======== Listed entries

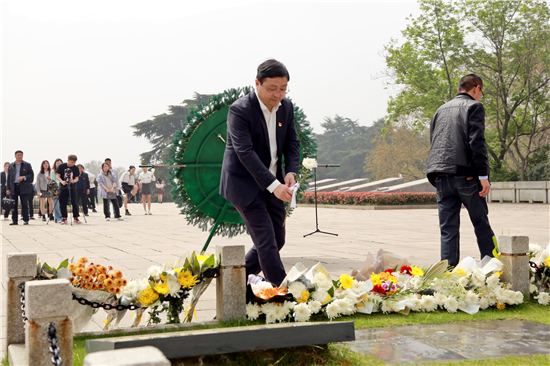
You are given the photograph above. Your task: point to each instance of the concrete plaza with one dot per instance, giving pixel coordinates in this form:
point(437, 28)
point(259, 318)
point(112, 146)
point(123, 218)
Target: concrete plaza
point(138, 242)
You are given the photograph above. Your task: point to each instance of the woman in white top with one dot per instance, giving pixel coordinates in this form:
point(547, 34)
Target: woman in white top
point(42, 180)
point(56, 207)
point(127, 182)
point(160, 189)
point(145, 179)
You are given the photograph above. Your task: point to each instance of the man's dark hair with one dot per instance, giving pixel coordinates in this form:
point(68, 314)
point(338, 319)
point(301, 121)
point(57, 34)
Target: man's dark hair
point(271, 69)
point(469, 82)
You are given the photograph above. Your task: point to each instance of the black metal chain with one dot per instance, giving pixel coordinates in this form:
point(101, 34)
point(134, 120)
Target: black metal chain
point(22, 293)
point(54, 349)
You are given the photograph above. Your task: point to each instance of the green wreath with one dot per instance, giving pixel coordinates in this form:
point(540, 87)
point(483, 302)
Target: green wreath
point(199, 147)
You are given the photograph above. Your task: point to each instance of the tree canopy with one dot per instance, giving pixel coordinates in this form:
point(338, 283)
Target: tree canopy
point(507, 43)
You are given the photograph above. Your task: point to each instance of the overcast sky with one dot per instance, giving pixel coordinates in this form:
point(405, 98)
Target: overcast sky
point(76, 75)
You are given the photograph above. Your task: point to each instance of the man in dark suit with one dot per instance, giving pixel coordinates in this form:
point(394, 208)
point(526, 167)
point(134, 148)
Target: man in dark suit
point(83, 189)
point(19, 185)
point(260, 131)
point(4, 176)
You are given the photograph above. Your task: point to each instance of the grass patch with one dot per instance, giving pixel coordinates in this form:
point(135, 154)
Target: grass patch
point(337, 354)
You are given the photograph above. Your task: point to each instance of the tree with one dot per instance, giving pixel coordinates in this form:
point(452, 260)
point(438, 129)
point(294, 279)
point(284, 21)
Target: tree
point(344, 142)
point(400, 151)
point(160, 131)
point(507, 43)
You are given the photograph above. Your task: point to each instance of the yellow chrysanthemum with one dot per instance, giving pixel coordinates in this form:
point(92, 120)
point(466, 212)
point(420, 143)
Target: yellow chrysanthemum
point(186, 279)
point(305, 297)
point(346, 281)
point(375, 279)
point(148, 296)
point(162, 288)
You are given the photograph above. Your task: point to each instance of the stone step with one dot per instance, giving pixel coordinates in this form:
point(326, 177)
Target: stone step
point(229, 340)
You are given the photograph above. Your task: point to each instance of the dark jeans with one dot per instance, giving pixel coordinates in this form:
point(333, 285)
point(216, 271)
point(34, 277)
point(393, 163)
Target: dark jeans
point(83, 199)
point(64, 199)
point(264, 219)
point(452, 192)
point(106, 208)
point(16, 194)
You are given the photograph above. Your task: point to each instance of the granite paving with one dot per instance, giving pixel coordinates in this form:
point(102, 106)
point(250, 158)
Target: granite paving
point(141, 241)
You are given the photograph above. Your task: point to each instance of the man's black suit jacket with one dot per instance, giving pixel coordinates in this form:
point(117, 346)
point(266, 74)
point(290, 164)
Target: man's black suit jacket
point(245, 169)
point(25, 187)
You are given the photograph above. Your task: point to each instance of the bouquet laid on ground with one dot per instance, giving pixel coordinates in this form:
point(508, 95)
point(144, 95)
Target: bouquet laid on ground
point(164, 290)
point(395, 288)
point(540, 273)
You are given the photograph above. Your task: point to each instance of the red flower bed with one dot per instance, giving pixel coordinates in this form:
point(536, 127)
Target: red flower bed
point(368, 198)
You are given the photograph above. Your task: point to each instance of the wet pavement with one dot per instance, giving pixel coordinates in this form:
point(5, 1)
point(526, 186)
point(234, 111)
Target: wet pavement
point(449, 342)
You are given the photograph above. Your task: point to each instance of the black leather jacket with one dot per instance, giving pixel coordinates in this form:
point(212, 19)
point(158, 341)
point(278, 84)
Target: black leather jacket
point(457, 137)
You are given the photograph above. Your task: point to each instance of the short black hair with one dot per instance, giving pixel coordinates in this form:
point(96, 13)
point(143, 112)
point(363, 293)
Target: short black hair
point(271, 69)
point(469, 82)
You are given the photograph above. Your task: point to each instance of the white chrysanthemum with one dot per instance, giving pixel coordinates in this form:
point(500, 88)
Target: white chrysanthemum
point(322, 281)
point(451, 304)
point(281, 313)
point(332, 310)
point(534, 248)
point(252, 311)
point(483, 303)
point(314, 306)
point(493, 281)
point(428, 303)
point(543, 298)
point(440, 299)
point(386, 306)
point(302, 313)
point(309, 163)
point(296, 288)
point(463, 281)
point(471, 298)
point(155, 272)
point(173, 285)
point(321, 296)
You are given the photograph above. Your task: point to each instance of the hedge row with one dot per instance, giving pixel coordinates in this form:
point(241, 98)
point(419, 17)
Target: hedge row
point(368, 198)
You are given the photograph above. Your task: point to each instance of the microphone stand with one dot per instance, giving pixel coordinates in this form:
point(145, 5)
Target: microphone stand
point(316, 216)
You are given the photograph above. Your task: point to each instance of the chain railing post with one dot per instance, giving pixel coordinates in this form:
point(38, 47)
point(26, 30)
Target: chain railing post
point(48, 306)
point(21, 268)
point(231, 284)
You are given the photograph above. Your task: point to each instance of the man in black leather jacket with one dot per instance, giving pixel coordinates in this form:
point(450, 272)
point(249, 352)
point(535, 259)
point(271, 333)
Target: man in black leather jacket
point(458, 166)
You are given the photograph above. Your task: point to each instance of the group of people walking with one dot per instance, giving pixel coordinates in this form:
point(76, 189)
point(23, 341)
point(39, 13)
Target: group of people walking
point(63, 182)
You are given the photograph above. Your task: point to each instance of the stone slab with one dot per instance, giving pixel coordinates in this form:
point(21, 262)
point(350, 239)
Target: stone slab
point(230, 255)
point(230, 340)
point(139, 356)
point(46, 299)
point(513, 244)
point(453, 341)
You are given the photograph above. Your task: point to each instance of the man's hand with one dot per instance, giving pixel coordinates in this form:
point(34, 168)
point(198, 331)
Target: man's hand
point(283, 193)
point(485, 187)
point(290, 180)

================

_Task directions_.
Shift the listing from the line with "of the overcast" up to and including the line with "point(76, 75)" by rewriting those lines in full, requests included, with 21 added to each answer coordinate. Leave the numbers in the requests and their format samples as they are, and output only these lines.

_The response_.
You are given the photograph above. Your task: point to each instance of the overcast sky with one dot per instance, giving pixel coordinates in this form:
point(405, 98)
Target: overcast sky
point(97, 96)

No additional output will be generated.